EXERCISE PASSAGE
►

Companies typically keep stockpiles of supplies on hand for seasonal surges. But finding enough bread trays in March was a particular challenge for H&S Bakery, Baltimore. It tapped into additional tray supply for the cluster hamburger and hot dog season — 110,000 trays usually kept in storage.

“All that got wiped out, too,” John Paterakis Jr., co-principal and senior vice president of sales and marketing, told Josh Sosland, editor of Milling & Baking News and president of Sosland Publishing Co. “We called the tray companies to order more just in case we don’t get all the trays back.”

While pleased by the strong demand, Mr. Paterakis cautioned that it would be a mistake to characterize the flood of sales as a positive for the business. He said the blitz has disrupted the company’s and many others’ entire distribution operations. Specifically, it forced delivery drivers to make two to three deliveries in a single day.

“It is difficult to find enough drivers to satisfy the additional demand,” Mr. Paterakis said. “We have had to go to second- and third-party distribution companies. That’s been a huge issue and a problem.”

Pan Pepin did not add any drivers or trucks but they too needed to increase their workload.

“The only challenge was the long hours that some drivers and merchandisers were working to meet the demand at retail,” Mr. Somoza said. “Fortunately, we’ve started to see that taper off, which has allowed the drivers to work shorter days recently to regain some energy.”

Although difficult, bakeries needed to rely on their delivery drivers to put in more hours. To help bakers around the country, the American Bakers Association worked with the US Department of Transportation to waive the Hours of Service rule to give distributors additional resources. The Hours of Service rule limited the hours a driver could work per week. The option to let them work overtime proved critical in some cases.

While consumers stockpiled goods through April, the current and future demands remain unknown as consumers settle into their post-pandemic lifestyles.

Future forecast

A giant question mark remains as to how the rest of 2020 will unfold in the wake of COVID-19 as bakeries deal with distribution challenges that change week to week, or even day to day. In some cases, the strain and cost of outsourcing distribution and complications with shifting to a majority DSD system will burden bakers. In other cases, the creation of an adaptable distribution model will provide benefits.

Aunt Millie’s relied on its flexible distribution network throughout March and April, but the company is not resting on its laurels.

“A special task force made up of department leaders has been meeting every day to review our strategic direction and our execution,” Mr. Popp said.

◄

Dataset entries
►

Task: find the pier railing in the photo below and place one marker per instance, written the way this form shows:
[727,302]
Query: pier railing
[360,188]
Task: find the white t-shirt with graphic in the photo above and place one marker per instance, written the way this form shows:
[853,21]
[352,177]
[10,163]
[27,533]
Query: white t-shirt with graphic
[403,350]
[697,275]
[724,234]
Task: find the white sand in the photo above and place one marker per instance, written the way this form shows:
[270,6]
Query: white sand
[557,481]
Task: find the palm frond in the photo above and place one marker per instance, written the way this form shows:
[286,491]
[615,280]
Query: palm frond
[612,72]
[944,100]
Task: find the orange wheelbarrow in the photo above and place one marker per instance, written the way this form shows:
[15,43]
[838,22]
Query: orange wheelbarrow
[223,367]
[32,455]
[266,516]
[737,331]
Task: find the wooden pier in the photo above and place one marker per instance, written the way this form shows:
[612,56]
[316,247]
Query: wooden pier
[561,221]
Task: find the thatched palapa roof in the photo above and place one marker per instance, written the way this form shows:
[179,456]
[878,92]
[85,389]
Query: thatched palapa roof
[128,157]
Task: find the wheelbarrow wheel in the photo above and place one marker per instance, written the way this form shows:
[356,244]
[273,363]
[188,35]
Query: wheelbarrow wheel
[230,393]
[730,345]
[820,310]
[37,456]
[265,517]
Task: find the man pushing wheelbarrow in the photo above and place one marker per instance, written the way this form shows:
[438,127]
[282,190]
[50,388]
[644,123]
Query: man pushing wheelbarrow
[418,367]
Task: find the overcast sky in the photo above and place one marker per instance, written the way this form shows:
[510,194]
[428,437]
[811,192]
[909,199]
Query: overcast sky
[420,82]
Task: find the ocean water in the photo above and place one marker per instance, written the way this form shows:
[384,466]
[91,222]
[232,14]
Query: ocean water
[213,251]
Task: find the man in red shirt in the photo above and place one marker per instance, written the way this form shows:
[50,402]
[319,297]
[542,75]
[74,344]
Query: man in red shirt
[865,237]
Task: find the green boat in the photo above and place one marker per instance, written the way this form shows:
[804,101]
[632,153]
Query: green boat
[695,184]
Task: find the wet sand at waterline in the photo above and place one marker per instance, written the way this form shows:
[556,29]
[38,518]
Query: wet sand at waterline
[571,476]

◄

ABOUT THIS EXERCISE
Quote the bakery delivery article word for word, starting at the words "A giant question" and stopping after "on its laurels.". You won't need the dataset entries for this.

ANSWER AREA
A giant question mark remains as to how the rest of 2020 will unfold in the wake of COVID-19 as bakeries deal with distribution challenges that change week to week, or even day to day. In some cases, the strain and cost of outsourcing distribution and complications with shifting to a majority DSD system will burden bakers. In other cases, the creation of an adaptable distribution model will provide benefits.

Aunt Millie’s relied on its flexible distribution network throughout March and April, but the company is not resting on its laurels.